### WHAT TO DO
Copy each of the lines below word for word, in the same order.

====================

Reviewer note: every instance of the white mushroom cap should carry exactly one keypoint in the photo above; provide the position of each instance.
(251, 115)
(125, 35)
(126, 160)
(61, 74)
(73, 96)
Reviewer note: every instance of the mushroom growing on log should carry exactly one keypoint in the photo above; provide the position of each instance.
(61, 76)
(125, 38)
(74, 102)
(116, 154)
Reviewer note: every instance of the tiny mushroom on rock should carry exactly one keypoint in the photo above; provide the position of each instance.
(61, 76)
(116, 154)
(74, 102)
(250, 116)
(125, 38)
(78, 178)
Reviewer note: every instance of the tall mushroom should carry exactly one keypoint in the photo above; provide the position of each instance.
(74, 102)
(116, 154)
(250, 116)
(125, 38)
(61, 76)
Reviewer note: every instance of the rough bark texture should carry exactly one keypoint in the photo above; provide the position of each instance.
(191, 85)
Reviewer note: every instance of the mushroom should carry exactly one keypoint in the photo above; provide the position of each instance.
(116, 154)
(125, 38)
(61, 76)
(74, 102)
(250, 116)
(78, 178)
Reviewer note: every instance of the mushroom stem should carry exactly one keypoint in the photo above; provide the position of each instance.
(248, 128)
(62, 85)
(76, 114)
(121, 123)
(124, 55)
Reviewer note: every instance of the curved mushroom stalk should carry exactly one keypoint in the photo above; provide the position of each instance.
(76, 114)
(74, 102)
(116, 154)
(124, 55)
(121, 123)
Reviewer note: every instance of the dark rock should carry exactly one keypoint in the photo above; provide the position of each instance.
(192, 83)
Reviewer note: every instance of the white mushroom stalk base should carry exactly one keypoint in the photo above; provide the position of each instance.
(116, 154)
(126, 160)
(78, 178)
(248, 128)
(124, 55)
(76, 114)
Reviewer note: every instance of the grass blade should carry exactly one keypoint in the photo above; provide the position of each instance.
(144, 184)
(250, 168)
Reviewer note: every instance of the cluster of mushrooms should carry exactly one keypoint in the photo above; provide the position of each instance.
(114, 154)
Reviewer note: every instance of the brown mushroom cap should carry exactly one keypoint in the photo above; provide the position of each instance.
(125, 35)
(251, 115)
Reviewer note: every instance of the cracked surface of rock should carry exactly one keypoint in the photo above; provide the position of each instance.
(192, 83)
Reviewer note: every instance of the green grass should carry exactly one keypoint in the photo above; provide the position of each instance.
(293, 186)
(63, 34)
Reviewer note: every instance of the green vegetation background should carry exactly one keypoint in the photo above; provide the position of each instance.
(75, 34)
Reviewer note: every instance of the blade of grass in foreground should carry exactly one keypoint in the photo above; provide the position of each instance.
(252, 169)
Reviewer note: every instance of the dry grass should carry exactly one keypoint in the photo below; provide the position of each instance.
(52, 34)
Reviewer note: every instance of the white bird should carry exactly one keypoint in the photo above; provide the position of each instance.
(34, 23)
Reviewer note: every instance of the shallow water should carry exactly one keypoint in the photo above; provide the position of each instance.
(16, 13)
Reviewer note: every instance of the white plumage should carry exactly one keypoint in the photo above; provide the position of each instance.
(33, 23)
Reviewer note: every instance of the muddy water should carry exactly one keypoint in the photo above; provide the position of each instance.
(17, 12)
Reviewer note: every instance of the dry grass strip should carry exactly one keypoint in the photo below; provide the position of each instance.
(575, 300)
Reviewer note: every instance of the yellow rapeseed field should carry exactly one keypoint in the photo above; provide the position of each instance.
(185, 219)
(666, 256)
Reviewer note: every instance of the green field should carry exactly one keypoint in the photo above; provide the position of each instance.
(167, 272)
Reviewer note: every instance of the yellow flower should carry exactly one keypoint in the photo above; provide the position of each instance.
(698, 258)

====================

### FULL SOLUTION
Reviewer note: every instance of the white mushroom cap should carry exactly one keypoint in the photo above; provide the position of each instance.
(251, 115)
(125, 35)
(126, 160)
(61, 74)
(73, 96)
Reviewer note: every instance of the mushroom growing on log should carry exactly one keypoint in the photo above; provide the position of each instance.
(61, 76)
(125, 38)
(74, 102)
(116, 154)
Reviewer note: every instance of the tiny mushroom on rock should carry exactly one keypoint in the photo above; provide the position of each instance.
(61, 76)
(116, 154)
(74, 102)
(250, 116)
(125, 38)
(78, 178)
Reviewer note: every instance of the tall mushroom should carry exactly one keypoint in the photo above; provide the position of each instance.
(74, 102)
(116, 154)
(250, 116)
(125, 38)
(61, 76)
Reviewer note: every instance of the rough bark texture should carry exactly one keypoint in the photo above; provide the position of each instance.
(191, 85)
Reviewer note: every instance of the mushroom should carry exactly one keypoint in the photo above; provide the position of each instance.
(116, 154)
(125, 38)
(61, 76)
(74, 102)
(250, 116)
(78, 178)
Reviewer note: every instance of the mushroom stem should carry exactly one keypoint in the photo above; provide the position of each instance.
(248, 128)
(62, 85)
(76, 114)
(121, 123)
(124, 55)
Reviewer note: every instance of the curved mushroom stalk should carry exactly one keypoint in the photo above; provide the position of each instance.
(76, 114)
(74, 102)
(116, 154)
(124, 55)
(121, 123)
Reviewer note: every instance of the dark rock should carry exactly one keypoint in the photo above; provide the position of each instance.
(192, 83)
Reviewer note: every instance of the white mushroom stalk base should carry exactly one keypoint in the photo above; provide the position of each instance.
(116, 154)
(126, 160)
(78, 178)
(248, 128)
(124, 55)
(76, 114)
Reviewer note: every instance of the grass blade should carry exactly one keypoint in the photo above; provide the position of each instance.
(144, 184)
(250, 168)
Reviewer note: every instance of the cluster of mushrooms should carry exactly one keypoint in the photo above; provide the position of each instance.
(114, 154)
Reviewer note: every instance of the brown mushroom cap should carry exactly one keypoint in the photo above; provide the position of each instance.
(125, 35)
(251, 115)
Reviewer note: every instance of the cracked surface of rock should carry exactly one keypoint in the photo above; provide the position of each instance.
(192, 83)
Reviewer note: every instance of the green grass should carry exactly one keypoint in the photo above; provide the position of each instance.
(293, 186)
(63, 34)
Reviewer note: every instance of the green vegetation background should carry exactly one keypoint in the photo above; provide the position of each instance.
(75, 34)
Reviewer note: every instance of the blade of grass in foreground should carry exactly one keypoint in the photo above; provide the position of each instance.
(252, 169)
Reviewer note: every instance of the dry grass should carry exactly one keypoint in the photo below; provide the position of each instance.
(52, 34)
Reviewer note: every instance of the white bird should carry exactly one keypoint in the photo above; provide the position of each instance.
(34, 23)
Reviewer note: every instance of the shallow water should carry exactly one keypoint in the photo above; provide the position of each instance.
(16, 13)
Reviewer note: every instance of the white plumage should carry exactly one keypoint in the photo above; provide the position of each instance.
(33, 23)
Reviewer note: every instance of the muddy water should carry exactly one keypoint in the photo above; provide the position of each instance.
(17, 12)
Reviewer note: every instance of the dry grass strip should carry exactly one keypoint in the photo below; provide the position of each instance.
(575, 300)
Reviewer note: every instance of the yellow rapeseed field should carry exactly one keypoint in the photo above; provide the position of each instance.
(185, 219)
(666, 256)
Reviewer note: every instance of the green field should carry exactly one keypoint in the photo above; provide the position of each instance.
(167, 272)
Reviewer note: every instance of the yellow flower should carry exactly one keypoint in the photo above; provide the position of each instance.
(698, 258)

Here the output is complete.